(Entries from a labeling collection)
+ + + + +

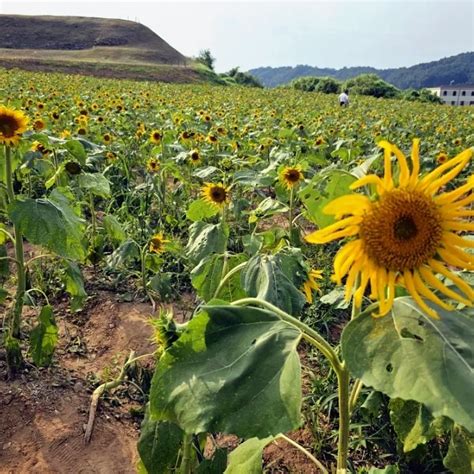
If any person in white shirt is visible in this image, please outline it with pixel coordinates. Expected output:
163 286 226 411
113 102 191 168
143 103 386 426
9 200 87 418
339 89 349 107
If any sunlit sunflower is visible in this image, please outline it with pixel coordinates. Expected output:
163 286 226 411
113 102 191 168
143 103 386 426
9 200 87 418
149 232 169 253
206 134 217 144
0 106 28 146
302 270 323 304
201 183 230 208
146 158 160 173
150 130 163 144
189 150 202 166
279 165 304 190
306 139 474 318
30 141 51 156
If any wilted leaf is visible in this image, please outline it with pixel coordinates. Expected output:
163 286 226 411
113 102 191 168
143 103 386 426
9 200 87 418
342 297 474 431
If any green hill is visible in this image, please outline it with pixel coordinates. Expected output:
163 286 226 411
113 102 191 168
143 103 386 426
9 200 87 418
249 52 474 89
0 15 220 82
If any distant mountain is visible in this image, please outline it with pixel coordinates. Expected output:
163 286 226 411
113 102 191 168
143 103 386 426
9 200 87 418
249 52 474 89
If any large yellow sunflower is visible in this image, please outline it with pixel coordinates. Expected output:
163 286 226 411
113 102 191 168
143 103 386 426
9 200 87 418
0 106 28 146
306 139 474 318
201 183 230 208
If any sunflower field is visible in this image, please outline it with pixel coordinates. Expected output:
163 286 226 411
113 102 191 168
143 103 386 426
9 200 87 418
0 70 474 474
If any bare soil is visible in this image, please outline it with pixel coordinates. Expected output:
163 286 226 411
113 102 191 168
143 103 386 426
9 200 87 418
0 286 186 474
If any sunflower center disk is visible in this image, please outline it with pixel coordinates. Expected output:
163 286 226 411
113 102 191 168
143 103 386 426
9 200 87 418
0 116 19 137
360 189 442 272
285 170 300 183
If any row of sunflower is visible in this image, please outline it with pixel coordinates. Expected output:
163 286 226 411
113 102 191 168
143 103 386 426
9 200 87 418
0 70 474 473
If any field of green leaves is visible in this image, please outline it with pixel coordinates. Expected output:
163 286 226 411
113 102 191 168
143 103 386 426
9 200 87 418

+ + + + +

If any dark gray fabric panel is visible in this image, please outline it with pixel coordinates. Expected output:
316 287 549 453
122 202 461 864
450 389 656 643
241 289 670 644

+ + + + +

--- Task objective ---
Rewrite the part that opens with the line containing "If any large" and closes with the line containing "0 70 474 474", changing "yellow" to "golden" and keeping everything else the same.

--- Worked solution ---
If any large golden sunflower is visible in this image, please outline it with pixel coordinates. Expected output:
163 286 226 411
113 102 191 168
143 103 386 426
9 200 87 418
0 106 28 146
306 139 474 318
201 183 230 208
If any sunflower field is visible in this image, please outline it with pixel coordinates. Expected output:
163 286 226 411
113 102 191 168
143 103 386 426
9 200 87 418
0 70 474 474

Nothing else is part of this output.